• _QUESTIONS ON THE MATERIAL_
[1] Summarize the passage on regulating the funding industry in two sentences.
[2] Print the part of the passage on regulating the funding industry that begins at the words "Even at half" and stops after the words "to do, is it?".

• _STUDY TEXT_
__________
In some cases this has worked out well and in some case regulation has served to effectively destroy the industry in specific states, because the regulations made it uneconomic to run businesses profitably and in a way that provides an appropriate risk adjusted return for investors. The hyperlinked article above relates to regulation passed in the state of West Virginia that capped the rates of interest at 18% (no compounding allowed), which are below typical credit card rates of interest.  Arkansas has similarly capped rates at 17%.  This was done under the guise of protecting the consumer, but the PSA market no longer exists in the state of West Virginia, and so I am left scratching my head as to how regulation has helped protect the consumer when it has destroyed the economics of the industry which represents the sole solution to the problem.  In fact, what it does is protect the insurance industry, and I’m willing to bet the insurance lobby was hard at work behind the scenes crafting the bill.  The article references that 10% of all funding investments result in a nil outcome for the funder as the cases are either dismissed or lost at trial. While 10% strikes me as being quite high (although the extensive study cited below references a 12% default rate for one funder), it may result from frivolous cases being brought in the first place, something funding underwriters strive to avoid because it impacts their returns. In addition, there is anecdotal evidence that funders get less than contracted amounts in 30-40% of cases, similar to what was found in the Avraham/Sebok study referenced below.

Even at half the default rates, a 5% loss of principal (not including the associated lost accumulated interest) off of an 18% return profile results in a 13% gross return after losses, factor in a conservative 10% cost of capital (15% is not out of norms for smaller funders with less diversified portfolios) and the funder has 3% to both run their business and produce a profit for shareholders. Needless to say, the funding market did not find that attractive and left both the market and the consumer ‘high and dry’ which then allows the insurers to swoop in and keep abusing the consumer by delaying and denying payments. Not exactly what we pay our (handsomely, taxpayer compensated) elected representatives to do, is it?

As the industry started to self-regulate and individual states started to proactively regulate, the early movers in the industry began to find that the easy money was slowly disappearing, and either exited the industry or had tarnished their own brands’ reputations. In essence, the industry bifurcated into what I will refer to as the “Professionals” and the “Entrepreneurs”, like many industries before it.  The Entrepreneurs went on with a ‘business as usual’ attitude and likely were unable to significantly scale their businesses due to reputational issues, but were still able to provide sufficient returns to merit continuing their businesses, along with the occasional headline.

The Professionals embraced and pushed for self-regulation and a seat at the table where individual states were considering regulation. They further started to professionalize their own organizations by embracing industry standards from the associations, embracing best practices and policies to govern their own operations, and by increasing the level of transparency with consumers.
__________
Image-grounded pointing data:

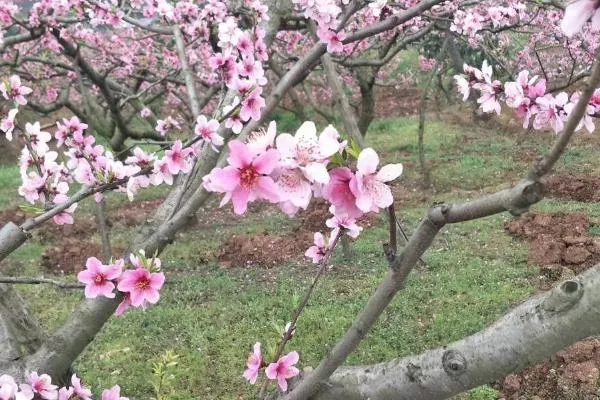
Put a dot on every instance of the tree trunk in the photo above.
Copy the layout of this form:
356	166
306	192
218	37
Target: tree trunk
532	332
367	103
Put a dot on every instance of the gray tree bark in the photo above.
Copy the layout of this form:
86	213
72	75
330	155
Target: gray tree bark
531	332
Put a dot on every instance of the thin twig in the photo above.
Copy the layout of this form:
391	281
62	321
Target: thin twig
392	247
292	327
104	229
36	281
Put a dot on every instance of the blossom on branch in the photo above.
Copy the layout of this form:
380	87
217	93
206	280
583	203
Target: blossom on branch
283	369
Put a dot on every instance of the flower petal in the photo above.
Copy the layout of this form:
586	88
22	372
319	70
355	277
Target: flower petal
240	155
367	161
389	172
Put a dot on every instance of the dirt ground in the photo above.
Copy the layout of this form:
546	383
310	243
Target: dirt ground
572	187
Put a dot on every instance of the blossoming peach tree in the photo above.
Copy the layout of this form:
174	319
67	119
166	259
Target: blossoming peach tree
148	70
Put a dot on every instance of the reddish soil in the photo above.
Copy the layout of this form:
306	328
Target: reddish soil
134	213
561	246
269	250
579	188
396	101
264	250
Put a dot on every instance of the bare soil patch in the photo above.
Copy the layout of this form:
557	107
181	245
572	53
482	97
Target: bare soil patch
570	374
264	250
573	187
561	246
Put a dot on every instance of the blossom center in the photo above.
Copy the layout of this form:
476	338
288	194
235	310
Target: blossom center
143	283
248	177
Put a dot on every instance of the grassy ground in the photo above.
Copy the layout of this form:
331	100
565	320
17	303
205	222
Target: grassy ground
474	273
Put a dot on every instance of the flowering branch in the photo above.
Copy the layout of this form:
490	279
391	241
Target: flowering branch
515	200
291	326
40	280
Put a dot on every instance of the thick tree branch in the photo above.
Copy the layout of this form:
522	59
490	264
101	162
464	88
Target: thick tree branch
529	333
515	200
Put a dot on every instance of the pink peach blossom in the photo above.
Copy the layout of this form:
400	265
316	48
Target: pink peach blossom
80	391
283	369
369	186
245	179
113	394
42	386
254	363
142	285
98	278
577	13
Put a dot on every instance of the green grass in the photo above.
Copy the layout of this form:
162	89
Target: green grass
213	316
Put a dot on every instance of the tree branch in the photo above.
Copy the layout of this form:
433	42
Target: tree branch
515	200
529	333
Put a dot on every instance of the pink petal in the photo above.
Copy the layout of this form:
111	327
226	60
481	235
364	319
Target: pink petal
306	132
152	295
240	156
384	197
157	280
282	383
137	297
271	371
328	142
286	144
367	161
291	358
239	198
364	201
93	264
251	374
226	179
389	172
316	172
266	162
291	372
576	15
91	291
267	189
596	21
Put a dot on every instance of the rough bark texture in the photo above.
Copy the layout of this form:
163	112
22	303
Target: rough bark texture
531	332
11	237
337	87
20	334
516	200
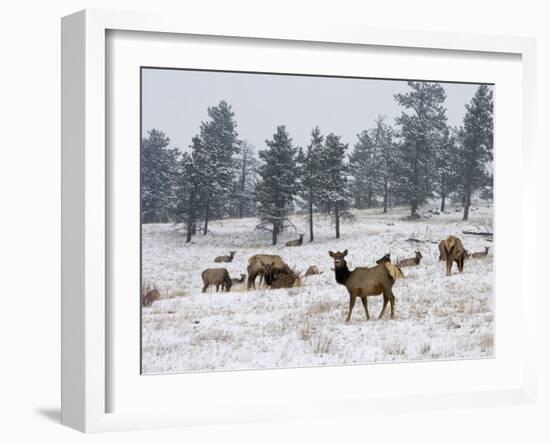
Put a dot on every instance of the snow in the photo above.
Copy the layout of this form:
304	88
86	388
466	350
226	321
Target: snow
438	317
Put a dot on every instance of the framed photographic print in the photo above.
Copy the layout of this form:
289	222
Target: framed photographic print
242	200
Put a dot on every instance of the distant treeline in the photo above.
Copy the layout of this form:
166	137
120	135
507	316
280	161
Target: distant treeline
418	158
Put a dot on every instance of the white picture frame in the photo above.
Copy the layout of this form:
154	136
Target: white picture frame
86	214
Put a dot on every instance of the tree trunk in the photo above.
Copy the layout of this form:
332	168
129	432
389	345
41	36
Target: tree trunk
243	185
275	232
385	196
310	217
337	220
206	215
414	206
467	202
443	187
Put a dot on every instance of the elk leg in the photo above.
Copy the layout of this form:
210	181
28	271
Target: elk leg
352	297
392	303
386	299
365	304
252	281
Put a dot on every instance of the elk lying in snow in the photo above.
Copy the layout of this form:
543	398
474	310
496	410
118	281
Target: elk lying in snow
256	268
238	280
150	297
312	270
296	242
277	279
363	282
411	261
225	258
217	277
452	250
395	271
481	254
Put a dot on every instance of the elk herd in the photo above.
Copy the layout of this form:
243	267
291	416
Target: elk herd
361	282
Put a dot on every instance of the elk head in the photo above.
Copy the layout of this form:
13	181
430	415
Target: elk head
339	261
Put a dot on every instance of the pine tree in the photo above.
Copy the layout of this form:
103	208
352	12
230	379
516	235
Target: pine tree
278	185
386	149
361	162
335	195
189	184
310	183
421	123
445	165
243	197
158	175
214	158
476	146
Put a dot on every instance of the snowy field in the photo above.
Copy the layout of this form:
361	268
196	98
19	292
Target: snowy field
438	317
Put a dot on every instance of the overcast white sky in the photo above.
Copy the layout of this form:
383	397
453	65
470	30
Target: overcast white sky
175	102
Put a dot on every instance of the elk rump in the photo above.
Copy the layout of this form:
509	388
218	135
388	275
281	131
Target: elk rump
256	266
217	277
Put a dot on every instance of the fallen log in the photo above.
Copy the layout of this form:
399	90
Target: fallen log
467	232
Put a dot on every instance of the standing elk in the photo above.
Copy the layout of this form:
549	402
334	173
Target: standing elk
278	280
363	282
395	271
238	280
150	297
225	258
296	242
481	254
217	277
256	268
385	258
453	251
312	270
411	261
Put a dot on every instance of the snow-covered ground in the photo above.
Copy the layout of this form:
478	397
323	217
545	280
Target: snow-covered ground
438	317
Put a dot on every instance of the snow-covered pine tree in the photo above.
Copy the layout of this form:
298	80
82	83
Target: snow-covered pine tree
243	200
189	183
310	173
213	157
335	196
158	176
361	162
445	164
278	184
476	146
386	149
421	122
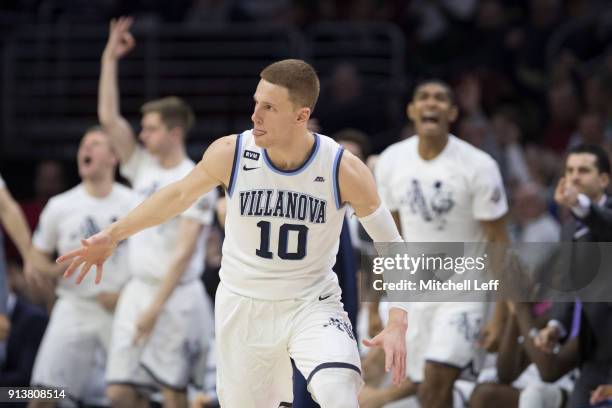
__________
• _SOLUTIONS TO EACH TASK_
[1] State rate caps, such as West Virginia's 18% limit and Arkansas's 17% limit, have in some cases made funding uneconomic and eliminated the market, which the writer argues protects the insurance industry rather than the consumer. As the industry began to self-regulate and states regulated proactively, it split into "Entrepreneurs," who kept a business-as-usual attitude, and "Professionals," who pushed for self-regulation and adopted industry standards, best practices and greater transparency with consumers.

[2]
Even at half the default rates, a 5% loss of principal (not including the associated lost accumulated interest) off of an 18% return profile results in a 13% gross return after losses, factor in a conservative 10% cost of capital (15% is not out of norms for smaller funders with less diversified portfolios) and the funder has 3% to both run their business and produce a profit for shareholders. Needless to say, the funding market did not find that attractive and left both the market and the consumer ‘high and dry’ which then allows the insurers to swoop in and keep abusing the consumer by delaying and denying payments. Not exactly what we pay our (handsomely, taxpayer compensated) elected representatives to do, is it?